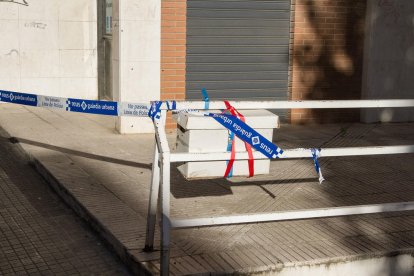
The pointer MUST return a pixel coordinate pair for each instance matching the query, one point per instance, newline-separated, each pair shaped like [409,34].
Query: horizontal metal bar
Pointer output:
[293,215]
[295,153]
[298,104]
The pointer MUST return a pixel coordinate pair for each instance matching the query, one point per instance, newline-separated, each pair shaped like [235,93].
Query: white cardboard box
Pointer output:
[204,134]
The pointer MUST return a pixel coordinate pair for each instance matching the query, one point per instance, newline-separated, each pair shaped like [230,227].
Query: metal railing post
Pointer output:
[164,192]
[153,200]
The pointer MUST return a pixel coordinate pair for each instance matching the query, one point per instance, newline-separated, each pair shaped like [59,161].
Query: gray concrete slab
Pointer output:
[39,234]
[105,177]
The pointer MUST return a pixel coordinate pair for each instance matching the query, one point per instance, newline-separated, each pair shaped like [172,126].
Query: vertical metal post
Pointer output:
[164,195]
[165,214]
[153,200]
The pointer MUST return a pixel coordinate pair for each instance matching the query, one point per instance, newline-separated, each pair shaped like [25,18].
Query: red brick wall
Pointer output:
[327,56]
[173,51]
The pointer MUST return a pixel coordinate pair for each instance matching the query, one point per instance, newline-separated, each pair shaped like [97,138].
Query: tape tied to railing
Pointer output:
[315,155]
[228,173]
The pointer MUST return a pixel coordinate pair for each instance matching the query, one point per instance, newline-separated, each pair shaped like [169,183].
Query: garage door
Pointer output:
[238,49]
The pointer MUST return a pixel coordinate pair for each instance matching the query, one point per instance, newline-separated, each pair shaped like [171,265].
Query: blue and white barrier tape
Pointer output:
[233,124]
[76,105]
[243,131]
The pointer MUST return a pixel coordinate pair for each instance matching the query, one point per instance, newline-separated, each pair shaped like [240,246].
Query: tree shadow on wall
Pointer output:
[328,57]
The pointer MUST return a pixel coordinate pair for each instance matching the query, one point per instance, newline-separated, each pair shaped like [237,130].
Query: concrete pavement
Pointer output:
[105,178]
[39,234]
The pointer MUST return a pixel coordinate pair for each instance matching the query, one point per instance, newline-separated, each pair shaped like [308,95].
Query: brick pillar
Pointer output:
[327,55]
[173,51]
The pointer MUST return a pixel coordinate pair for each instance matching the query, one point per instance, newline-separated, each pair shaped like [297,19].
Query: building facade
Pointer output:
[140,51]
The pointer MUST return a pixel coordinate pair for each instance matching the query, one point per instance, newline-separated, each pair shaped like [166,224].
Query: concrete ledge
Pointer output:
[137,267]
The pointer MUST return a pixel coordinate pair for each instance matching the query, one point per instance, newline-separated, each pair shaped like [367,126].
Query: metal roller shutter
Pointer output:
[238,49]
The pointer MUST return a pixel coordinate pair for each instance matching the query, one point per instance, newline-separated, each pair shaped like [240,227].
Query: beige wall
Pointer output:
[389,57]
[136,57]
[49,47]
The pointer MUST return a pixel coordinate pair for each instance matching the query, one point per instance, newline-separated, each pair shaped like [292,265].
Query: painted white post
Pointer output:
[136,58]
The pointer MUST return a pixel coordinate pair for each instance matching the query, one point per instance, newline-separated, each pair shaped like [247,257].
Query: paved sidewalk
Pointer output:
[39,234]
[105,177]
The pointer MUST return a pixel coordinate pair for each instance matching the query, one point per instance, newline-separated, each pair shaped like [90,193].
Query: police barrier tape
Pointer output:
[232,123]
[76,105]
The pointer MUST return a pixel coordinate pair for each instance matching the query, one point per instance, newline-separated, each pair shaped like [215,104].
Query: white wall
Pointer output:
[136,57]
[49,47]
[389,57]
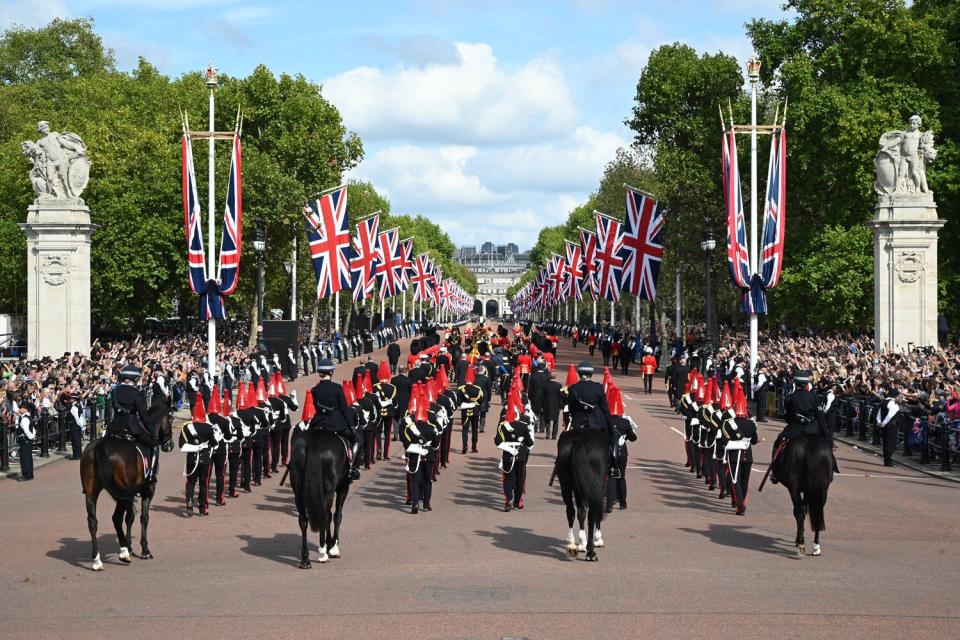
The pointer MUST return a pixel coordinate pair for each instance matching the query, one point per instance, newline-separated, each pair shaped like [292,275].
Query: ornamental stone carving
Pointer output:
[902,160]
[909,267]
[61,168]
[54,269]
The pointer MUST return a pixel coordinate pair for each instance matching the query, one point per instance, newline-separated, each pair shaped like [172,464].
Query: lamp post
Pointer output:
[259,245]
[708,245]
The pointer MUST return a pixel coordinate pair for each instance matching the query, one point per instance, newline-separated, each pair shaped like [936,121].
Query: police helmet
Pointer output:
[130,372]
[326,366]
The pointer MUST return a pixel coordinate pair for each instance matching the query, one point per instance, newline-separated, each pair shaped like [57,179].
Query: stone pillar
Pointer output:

--*--

### [Description of the task]
The listing above needs to be output again exactly. Don't include the pictures.

### [Answer to this problem]
The pointer MUST return a pixel coordinate pair for each instance matching the query, one point per instance, newline-separated, each pair shaped like [409,34].
Query: horizontal metal bar
Pointer output:
[293,215]
[295,153]
[298,104]
The pointer MUST return a pixel coordinate pair for each instance matching the query, one point per instance, newline-separated, each pair shaped like [235,93].
Query: white cardboard box
Pointer output:
[204,134]
The pointer MUST return a pixel coordinate pair for each instance matching the query, one point per instance, newline-separated, each pair shaped like [230,227].
Query: metal railing post
Pointer output:
[164,192]
[153,200]
The pointer MUST return a pixel coordinate pair for each instance matching the query, one point per instance, newline-separated, each pair shaped like [59,161].
Query: gray concrete slab
Pointer output:
[39,234]
[105,177]
The pointer MUST return a pixel coordinate pair for each instance matching the query, one point per instance, newline-separated, each pair shaped like [172,126].
Query: vertical metal post
Pointer output:
[164,195]
[165,214]
[153,200]
The pointer MUST return a pixel coordinate pair for each instance matching the query, one point per instance, newline-separated, each pair shaped like [25,18].
Query: red brick wall
Pointer output:
[327,56]
[173,51]
The pointer MUST return a pixel coordinate pair for each instance matching the query, one point per instance, newline-separated, each pair shaped like [97,138].
Query: tape tied to railing
Pointer output:
[315,155]
[228,173]
The pointer MUST return a pixel coordinate pair for each instance matching the query, one point per instance, newline-separated, each pair shaped like [169,183].
Query: garage door
Pointer output:
[238,49]
The pointer MUST return a pixel coordinate pair for each instance matching the query, one point per instance, newline-separated, each pair shaped like [171,265].
Query: blue and white barrier tape
Pointer output:
[233,124]
[76,105]
[243,131]
The pointer MUST return a pixel coordinate pair for each instance matching the query, one point per instance, newline-separated, each pair shaped like [240,246].
Query: tree shadow on wall
Pointer output:
[328,57]
The pointer MUST return a pixel coordinate pair for each instance matching the query, one point per instance, newline-separated, each pair shaped like [237,130].
Query: concrete pavement
Pointer output:
[105,178]
[39,234]
The pointer MUST return a pixel coordinate pair for each instance matching the query, one point per instance, newline-separated, each pair shaped like [308,95].
Query: brick pillar
Pointer output:
[327,55]
[173,51]
The pointer MUST return a pixel coordinate pair for each instance matching the query, one point per instance, newline-separated, each pair shaped like [297,19].
Query: building facade
Pointer output:
[140,51]
The pointer MUST return a pixel coordinate pair for each instance matching the query, one point per instance, newline-separated, each pair shaped like [166,224].
Query: concrete ledge
Pointer output:
[137,267]
The pointer MUST return a pixel coordinate pair for each instance matching the query, one point per instance, newline-separated, each pair shaped like [367,126].
Query: metal roller shutter
Pointer output:
[238,49]
The pointer MUST return a pixel coordinate pair for each instance matching the query, one point per instance, newline-separated, each pair shaped like [240,227].
Query: beige wall
Pointer output:
[389,57]
[136,57]
[49,47]
The pointer MUST return a pixel coordinate pair for each instance matching the query, one point per instance, newline-separated, each pair shaped like [292,265].
Query: painted white post
Pointer output:
[136,58]
The pointer MUST return a pixel coordinate pair for each instance matching the query, one point per instance, newline-separated, each pair shaped like [247,257].
Query: paved sidewalk
Pointer output:
[39,234]
[105,177]
The pointer MUST return a pixel coordinate pair for each instance matching the query, one point per instance, newline-separated, each pair shaped like [90,193].
Query: police barrier tape
Pointer output:
[232,123]
[76,105]
The pointer MUST return a pixel coordinate pair for each instance matching the query, one point per instance, newline-separated, each pair shaped like [215,104].
Query: white wall
Pointer output:
[136,57]
[49,47]
[389,57]
The pointer MUST return a pixel coordinate pair for each instance matching the query, one point per instance, newline-separated, each pair shaped like [292,275].
Query: ornamental stone carving
Pointer output:
[902,160]
[909,267]
[61,168]
[54,269]
The pointer MUST return a pixel coordinate pair for each instance matching the query, one point per instance, newline-separated, each pair shaped like [172,464].
Query: lamp post
Pointer output:
[259,245]
[708,245]
The pointer MUST return a pixel coordinate pair for each instance matching the query, one point per instance, newline-separated, each pair shaped like [936,121].
Query: police helmet
Pointer output:
[130,372]
[326,366]
The pointer MUST return a pixel coordinate pair for each instance matching the query, one point per instance, newline-separated, each pair shaped like [57,179].
Query: stone pillar
Pointer output:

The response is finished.